__EXERCISE DESCRIPTION__:
From the line that contains "Point out the pile" to the last line of the entries, write each line out exactly; include both ends and nothing else.

#### INPUT FOR THIS TASK ####

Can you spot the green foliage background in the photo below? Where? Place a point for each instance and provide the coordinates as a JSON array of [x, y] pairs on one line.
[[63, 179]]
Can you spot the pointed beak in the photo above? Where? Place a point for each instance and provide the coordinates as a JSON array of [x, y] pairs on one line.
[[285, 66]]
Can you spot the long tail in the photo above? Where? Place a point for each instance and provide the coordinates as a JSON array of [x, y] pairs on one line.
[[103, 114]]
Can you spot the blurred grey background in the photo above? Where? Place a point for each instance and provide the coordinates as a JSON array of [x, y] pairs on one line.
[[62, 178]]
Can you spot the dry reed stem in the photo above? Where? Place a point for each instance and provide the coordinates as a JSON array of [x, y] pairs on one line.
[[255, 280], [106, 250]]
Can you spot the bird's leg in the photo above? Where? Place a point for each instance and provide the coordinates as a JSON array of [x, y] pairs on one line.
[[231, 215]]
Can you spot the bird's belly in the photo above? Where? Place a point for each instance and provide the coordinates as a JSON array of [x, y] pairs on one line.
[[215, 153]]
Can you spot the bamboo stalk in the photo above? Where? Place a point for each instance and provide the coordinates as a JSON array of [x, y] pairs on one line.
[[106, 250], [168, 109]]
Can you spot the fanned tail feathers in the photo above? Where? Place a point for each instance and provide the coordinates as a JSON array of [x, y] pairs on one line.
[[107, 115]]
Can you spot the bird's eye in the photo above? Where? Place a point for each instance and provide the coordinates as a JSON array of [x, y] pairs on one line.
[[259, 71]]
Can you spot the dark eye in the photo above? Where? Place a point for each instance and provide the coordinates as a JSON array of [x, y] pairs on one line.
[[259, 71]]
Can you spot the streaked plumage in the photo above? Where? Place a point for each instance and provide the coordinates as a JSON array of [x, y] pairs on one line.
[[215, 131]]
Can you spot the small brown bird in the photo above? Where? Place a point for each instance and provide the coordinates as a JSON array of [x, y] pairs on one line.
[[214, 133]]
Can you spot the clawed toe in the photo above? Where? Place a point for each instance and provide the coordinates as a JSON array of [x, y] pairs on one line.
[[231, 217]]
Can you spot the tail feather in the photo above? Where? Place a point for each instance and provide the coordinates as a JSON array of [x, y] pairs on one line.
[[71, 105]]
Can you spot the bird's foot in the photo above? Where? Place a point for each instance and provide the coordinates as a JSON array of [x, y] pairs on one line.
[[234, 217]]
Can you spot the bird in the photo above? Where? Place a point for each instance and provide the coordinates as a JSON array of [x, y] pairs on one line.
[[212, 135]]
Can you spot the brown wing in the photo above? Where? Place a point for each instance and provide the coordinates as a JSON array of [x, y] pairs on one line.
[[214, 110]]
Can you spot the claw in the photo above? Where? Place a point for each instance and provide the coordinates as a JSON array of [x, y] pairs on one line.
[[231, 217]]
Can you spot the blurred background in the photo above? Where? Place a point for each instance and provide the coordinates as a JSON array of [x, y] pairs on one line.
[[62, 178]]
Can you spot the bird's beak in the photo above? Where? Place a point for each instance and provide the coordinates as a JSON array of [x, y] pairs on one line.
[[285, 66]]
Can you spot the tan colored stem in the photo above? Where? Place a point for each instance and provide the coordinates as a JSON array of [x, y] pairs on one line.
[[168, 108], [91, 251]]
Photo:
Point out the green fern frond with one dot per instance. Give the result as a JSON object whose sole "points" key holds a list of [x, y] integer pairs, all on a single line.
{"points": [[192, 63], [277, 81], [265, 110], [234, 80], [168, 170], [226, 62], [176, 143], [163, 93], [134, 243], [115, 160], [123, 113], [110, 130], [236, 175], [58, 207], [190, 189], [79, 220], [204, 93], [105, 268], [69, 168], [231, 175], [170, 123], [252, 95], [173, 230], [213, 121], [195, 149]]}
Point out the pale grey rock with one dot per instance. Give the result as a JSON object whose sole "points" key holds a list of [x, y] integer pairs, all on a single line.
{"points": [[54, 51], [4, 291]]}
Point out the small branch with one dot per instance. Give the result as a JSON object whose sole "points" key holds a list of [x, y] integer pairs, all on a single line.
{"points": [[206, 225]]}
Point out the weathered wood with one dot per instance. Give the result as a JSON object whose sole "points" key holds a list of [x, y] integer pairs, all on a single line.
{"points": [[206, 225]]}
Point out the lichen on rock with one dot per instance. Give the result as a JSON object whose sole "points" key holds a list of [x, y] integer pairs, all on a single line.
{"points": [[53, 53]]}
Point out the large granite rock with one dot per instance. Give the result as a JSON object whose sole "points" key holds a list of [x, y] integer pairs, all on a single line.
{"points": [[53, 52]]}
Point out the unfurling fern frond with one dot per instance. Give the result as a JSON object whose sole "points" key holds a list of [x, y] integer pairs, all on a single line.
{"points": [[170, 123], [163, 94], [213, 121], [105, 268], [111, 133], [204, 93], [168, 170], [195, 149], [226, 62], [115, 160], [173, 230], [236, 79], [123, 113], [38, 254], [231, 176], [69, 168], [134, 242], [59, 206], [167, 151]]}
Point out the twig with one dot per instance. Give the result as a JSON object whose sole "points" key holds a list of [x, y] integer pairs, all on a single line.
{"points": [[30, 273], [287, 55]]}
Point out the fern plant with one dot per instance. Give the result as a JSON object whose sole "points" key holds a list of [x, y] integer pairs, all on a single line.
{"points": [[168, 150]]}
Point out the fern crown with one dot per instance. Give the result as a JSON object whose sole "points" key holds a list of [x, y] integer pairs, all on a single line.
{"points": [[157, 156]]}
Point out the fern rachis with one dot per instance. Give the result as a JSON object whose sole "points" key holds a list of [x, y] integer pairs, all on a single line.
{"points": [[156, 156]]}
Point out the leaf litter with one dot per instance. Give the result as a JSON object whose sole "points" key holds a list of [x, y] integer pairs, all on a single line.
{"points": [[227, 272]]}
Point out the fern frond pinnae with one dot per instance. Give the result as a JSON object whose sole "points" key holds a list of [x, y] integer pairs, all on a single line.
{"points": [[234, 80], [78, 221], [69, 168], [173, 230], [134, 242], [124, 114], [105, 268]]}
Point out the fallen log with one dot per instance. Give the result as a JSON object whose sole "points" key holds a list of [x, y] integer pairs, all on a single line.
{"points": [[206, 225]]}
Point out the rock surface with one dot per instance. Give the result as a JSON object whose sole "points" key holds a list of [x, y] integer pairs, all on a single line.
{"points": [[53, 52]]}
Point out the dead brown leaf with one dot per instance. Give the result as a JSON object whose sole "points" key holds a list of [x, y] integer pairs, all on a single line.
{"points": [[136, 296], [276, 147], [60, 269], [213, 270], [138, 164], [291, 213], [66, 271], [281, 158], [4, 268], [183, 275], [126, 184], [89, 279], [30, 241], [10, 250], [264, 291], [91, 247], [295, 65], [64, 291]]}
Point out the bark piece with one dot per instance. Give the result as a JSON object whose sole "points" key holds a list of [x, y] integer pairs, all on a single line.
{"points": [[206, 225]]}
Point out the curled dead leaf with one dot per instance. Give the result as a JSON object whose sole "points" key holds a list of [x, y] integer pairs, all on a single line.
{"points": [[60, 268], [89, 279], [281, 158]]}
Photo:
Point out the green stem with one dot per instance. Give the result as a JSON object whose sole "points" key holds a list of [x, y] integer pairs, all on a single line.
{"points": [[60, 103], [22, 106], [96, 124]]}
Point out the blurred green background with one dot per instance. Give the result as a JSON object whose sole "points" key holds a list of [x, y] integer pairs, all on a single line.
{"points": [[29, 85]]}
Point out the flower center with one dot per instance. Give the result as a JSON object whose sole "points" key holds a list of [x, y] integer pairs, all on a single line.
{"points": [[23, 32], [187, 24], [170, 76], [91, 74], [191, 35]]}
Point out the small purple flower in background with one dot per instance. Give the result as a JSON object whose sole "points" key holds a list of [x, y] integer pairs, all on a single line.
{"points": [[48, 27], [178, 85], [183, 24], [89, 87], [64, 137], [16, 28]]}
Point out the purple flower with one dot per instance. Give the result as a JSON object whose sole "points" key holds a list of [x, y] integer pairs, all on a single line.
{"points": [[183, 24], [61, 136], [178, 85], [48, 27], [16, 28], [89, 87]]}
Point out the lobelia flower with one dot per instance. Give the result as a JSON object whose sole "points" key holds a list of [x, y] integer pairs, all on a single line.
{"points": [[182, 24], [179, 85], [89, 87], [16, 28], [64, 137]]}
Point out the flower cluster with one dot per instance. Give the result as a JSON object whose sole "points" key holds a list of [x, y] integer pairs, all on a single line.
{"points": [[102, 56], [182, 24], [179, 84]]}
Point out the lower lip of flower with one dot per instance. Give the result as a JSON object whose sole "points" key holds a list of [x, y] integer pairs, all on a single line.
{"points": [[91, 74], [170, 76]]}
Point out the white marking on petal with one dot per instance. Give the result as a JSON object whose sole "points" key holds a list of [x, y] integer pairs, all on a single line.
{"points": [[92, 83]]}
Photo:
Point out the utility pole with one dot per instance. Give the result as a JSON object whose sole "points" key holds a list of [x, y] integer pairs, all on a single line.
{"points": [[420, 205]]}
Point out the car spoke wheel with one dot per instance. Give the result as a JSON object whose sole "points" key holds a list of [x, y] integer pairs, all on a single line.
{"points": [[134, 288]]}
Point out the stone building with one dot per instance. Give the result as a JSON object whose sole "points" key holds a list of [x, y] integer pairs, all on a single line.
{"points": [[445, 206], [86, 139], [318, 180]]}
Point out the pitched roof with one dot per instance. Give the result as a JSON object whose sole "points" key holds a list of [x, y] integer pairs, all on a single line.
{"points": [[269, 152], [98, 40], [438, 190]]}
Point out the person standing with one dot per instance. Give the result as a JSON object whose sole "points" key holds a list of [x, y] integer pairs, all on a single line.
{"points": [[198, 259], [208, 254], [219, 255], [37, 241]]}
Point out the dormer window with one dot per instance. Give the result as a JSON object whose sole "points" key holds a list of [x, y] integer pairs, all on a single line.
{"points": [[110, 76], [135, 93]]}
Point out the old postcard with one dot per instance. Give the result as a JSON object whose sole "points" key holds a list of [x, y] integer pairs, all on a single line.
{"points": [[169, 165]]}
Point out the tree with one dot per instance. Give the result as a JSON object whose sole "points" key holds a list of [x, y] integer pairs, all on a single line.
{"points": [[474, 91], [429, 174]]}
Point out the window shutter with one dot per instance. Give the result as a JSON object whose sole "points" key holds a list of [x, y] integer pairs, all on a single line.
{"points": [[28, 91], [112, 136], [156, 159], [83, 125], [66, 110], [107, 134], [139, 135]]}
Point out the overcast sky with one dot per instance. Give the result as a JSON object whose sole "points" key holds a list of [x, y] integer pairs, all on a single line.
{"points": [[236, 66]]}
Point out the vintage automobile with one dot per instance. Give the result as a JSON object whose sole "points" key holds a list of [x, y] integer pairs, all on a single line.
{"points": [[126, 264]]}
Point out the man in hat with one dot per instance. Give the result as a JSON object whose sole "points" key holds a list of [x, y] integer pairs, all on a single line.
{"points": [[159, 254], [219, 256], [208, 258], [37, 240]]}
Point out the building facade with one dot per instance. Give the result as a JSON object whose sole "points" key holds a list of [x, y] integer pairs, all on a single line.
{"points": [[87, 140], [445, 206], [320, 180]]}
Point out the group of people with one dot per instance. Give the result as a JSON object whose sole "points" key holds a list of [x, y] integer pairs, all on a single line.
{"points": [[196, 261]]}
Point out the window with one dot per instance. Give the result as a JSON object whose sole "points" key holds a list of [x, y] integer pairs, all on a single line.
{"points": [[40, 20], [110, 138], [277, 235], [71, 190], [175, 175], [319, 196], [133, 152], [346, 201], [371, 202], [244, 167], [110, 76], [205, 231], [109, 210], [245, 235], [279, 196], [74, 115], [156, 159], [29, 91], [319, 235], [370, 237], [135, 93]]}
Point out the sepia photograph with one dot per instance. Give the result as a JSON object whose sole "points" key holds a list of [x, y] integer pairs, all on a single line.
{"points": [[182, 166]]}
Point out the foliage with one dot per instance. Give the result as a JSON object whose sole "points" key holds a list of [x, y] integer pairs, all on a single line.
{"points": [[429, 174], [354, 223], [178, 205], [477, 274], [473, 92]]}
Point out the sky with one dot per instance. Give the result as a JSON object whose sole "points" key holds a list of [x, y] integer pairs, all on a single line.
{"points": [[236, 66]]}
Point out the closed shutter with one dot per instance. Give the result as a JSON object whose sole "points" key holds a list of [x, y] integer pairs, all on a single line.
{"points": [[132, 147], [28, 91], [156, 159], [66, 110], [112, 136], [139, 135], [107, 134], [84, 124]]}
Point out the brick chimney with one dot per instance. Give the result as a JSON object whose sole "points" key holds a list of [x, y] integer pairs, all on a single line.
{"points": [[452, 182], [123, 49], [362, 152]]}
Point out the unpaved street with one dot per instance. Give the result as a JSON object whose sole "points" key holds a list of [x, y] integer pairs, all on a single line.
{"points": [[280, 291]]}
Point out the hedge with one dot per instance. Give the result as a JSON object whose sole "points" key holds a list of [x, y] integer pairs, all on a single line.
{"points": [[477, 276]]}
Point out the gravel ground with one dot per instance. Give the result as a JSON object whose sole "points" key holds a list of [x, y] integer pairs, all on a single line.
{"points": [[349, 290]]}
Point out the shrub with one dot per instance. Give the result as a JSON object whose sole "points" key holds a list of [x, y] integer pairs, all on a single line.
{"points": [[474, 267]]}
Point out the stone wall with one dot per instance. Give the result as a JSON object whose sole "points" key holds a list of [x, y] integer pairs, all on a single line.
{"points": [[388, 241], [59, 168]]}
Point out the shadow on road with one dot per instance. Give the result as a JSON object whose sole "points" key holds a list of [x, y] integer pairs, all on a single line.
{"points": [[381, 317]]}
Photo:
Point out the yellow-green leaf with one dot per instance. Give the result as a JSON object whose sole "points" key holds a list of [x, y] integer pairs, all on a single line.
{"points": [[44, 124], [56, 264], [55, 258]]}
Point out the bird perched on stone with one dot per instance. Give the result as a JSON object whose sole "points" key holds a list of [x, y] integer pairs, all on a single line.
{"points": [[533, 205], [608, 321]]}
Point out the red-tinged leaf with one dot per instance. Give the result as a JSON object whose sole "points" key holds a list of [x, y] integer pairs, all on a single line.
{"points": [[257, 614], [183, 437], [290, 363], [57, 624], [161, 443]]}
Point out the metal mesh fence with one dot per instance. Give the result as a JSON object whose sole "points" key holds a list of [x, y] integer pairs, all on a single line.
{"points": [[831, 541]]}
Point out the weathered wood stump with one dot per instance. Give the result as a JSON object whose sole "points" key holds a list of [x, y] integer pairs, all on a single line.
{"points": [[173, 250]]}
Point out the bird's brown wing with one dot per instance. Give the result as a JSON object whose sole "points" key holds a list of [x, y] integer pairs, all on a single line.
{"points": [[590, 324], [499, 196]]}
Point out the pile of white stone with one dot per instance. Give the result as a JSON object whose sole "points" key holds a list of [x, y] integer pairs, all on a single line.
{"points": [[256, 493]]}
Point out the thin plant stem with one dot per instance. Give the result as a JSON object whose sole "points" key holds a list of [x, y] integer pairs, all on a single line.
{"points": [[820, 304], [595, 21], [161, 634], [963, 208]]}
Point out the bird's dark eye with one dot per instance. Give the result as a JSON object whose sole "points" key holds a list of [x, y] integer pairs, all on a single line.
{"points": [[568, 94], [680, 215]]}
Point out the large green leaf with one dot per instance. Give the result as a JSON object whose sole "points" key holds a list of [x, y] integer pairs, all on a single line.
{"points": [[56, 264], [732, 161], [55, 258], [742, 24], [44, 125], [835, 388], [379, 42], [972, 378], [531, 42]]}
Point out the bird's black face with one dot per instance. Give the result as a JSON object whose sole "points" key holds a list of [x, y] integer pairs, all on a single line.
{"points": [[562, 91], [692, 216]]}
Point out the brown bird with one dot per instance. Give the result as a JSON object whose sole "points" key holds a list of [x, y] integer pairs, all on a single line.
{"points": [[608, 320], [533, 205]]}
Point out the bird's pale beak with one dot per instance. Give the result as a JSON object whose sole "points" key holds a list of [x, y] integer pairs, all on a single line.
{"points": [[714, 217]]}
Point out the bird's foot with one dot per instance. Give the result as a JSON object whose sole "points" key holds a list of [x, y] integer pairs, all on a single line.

####

__RESPONSE FOR THIS EXERCISE__:
Point out the pile of white stone with one dot per instance. Give the result as a JSON object whose sole "points" key holds a list of [x, y] integer pairs, all on a single line.
{"points": [[256, 493]]}
Point out the thin plant stem with one dot per instance. Give the result as a JSON object whose sole "points" key holds a list of [x, y] integer pairs, all on a single line.
{"points": [[820, 304], [595, 21], [161, 634], [963, 208]]}
Point out the bird's dark eye with one dot per instance. Give the result as a JSON object whose sole "points" key holds a list of [x, y] integer pairs, all on a single line.
{"points": [[568, 94], [680, 215]]}
Point out the large green leaf with one dot per instance. Give the result as a JSON object whose sole "points" key holds a list of [x, y] integer pairs, all on a single line.
{"points": [[56, 264], [732, 161], [55, 258], [742, 24], [44, 125], [835, 388], [379, 42], [972, 378], [531, 42]]}
Point out the bird's black face with one dot per instance. Give the result as a JSON object whose sole "points" key holds a list of [x, y] integer pairs, all on a single line.
{"points": [[562, 91], [692, 216]]}
Point out the brown bird with one dot per instance. Give the result as a JSON object whose sole "points" key holds a list of [x, y] integer pairs, all on a single line.
{"points": [[608, 320], [533, 205]]}
Point out the bird's pale beak with one dot per instance. Give the result as a JSON object whose sole "points" key holds a list of [x, y] integer pairs, all on a single line.
{"points": [[714, 217]]}
Point out the bird's foot with one dot per instance. Give the result as a JSON object whose sole "points" key holds a list of [x, y] integer pairs, all on a single line.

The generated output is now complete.